* START SOURCE DATA *

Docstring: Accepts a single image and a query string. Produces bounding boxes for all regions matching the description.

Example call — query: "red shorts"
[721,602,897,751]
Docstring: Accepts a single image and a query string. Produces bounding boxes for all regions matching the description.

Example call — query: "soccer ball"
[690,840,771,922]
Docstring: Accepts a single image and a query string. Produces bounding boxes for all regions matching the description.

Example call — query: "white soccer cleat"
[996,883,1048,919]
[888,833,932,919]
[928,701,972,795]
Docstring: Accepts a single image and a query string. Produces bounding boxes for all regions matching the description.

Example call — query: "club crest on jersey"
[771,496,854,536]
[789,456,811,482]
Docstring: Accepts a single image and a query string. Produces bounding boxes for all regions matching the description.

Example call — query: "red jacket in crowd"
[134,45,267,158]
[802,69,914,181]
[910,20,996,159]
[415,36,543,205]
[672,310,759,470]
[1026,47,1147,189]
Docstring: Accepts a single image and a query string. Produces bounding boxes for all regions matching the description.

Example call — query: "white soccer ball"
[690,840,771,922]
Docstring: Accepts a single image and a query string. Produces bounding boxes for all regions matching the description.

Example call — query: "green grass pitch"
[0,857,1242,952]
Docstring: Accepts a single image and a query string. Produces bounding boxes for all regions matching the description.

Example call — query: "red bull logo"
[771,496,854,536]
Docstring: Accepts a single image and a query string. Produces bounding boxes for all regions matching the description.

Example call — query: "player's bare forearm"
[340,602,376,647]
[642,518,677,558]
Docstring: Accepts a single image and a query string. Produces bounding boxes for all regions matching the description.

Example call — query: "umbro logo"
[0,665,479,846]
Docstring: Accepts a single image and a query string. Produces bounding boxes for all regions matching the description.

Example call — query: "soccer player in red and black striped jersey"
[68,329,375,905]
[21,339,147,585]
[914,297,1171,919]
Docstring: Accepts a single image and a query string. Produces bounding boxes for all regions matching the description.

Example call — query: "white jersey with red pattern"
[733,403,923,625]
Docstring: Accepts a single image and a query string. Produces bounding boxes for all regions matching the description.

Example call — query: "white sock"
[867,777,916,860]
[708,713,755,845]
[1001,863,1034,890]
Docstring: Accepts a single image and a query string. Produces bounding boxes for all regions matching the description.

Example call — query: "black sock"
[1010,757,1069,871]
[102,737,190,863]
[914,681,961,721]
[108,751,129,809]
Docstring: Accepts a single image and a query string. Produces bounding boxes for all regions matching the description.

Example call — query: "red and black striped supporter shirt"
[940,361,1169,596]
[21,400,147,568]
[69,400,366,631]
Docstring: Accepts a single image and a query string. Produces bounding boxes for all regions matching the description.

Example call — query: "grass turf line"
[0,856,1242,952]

* END SOURCE DATA *

The records above must be repeated exactly, every one of them.

> **SOLUTION TO THIS PROBLEM**
Docstring: Accepts a single image and a query string. Produces bounding boxes for all regions matching the description.

Example call — query: "red shorts"
[721,602,897,751]
Docstring: Accepts a single image and a query string. Produces bounding boxes for all regions matching the description.

Example call — query: "soccer ball"
[690,840,771,922]
Docstring: Accepts a single image and a query string. Produces bounding boxes for all regions matching the description.

Example call — query: "white soccer cleat"
[996,883,1048,919]
[888,833,932,919]
[928,701,972,795]
Docstring: Accepts a single image and a query string. Produces bounding boxes for all regions matching the description.

Example call — query: "club crest on jersey"
[771,496,854,536]
[789,456,811,482]
Docstring: Accepts a single image and a query string. Produces bounding boxes for all regions matching the description.

Example call — query: "red jacket in crowd"
[134,45,267,158]
[802,69,914,181]
[910,20,996,159]
[415,36,543,205]
[672,310,759,470]
[1026,47,1147,189]
Docstring: Accepts a single image and a query string. Produces bounding boxes for all regions matching the description.

Example call — query: "white soccer ball"
[690,840,771,922]
Docstring: Accepts a single image and a query string. Produces bounding boxes for all regions matching the description.

Example call — query: "green grass pitch"
[0,857,1242,952]
Docstring: Accepts a single image and a query string. Produces bounding boxes for all regions matching the description.

Example call — query: "red bull logo"
[771,496,854,536]
Docstring: Accepts a single image and a query string. Produces bounding boxes for all regions matching the description.

Example call — query: "player's bare forearm"
[340,602,376,647]
[642,518,677,558]
Docstring: Accepts a single image and a query string. Produces bounding boxes for all regions matching the description.

Example call — query: "umbro logo"
[0,665,479,846]
Docstring: Accepts a single image and a query string. Produces bounding boxes for all regions matching the description.

Example call — query: "soccer player in red and black striped jersey"
[68,329,375,905]
[21,339,147,585]
[914,297,1171,919]
Docstring: Accepts a single image and a query string. Produces bounding boxes for all regions matching the description.

Example call — query: "white jersey with red pattern"
[733,403,923,625]
Docstring: Accepts a single image and a query string. Produces bounding boxes for all regions matching the description.

Example call — query: "white sock"
[867,777,916,860]
[708,713,755,845]
[1001,863,1034,890]
Docstring: Accepts a single image and a query string. Produces bounding boxes for all regions matching the description.

Example call — query: "black sock"
[1010,757,1069,871]
[102,737,190,863]
[914,681,961,721]
[108,751,129,809]
Docstring: Accepts a single image and a query string. Produces bounding boxes for all regions matching the description.

Example call — query: "red and black striped supporter shirt"
[940,361,1169,596]
[21,400,147,568]
[69,400,366,631]
Docstring: Accepts a single image and a query string. Produces bounding boxes for all regions matching the description.

Example call — query: "grass turf line"
[0,856,1242,952]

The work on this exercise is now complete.